## Assignment:
Pull every line with "target" from the data below and copy it.
Start of Supplied records
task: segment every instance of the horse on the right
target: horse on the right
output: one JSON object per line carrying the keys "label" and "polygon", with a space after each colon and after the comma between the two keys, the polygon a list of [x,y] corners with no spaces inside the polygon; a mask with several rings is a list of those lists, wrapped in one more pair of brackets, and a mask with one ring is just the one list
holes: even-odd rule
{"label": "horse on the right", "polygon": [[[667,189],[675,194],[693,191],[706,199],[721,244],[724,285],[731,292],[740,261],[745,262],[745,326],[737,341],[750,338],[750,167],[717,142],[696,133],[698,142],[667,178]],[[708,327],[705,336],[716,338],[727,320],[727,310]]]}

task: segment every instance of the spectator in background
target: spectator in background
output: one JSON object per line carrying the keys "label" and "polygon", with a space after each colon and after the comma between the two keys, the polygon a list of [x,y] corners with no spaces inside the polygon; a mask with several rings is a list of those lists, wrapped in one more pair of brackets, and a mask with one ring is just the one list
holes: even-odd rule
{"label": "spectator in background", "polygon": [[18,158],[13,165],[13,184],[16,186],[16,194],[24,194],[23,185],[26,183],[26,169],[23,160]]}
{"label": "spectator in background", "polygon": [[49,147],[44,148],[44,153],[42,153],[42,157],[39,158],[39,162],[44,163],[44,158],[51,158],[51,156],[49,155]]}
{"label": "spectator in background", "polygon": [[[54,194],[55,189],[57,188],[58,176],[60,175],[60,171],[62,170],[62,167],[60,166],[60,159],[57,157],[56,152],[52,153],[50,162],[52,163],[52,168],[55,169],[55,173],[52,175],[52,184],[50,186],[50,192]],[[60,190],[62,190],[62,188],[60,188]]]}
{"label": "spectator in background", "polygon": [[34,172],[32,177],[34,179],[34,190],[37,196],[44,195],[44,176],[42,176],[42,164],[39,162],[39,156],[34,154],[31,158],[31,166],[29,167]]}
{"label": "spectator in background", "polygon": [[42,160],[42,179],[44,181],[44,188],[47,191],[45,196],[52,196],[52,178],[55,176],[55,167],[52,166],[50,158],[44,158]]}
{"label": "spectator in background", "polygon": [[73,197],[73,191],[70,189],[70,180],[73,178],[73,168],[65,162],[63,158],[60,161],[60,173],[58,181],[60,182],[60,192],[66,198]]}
End of Supplied records
## Reply to the task:
target: horse on the right
target: spectator in background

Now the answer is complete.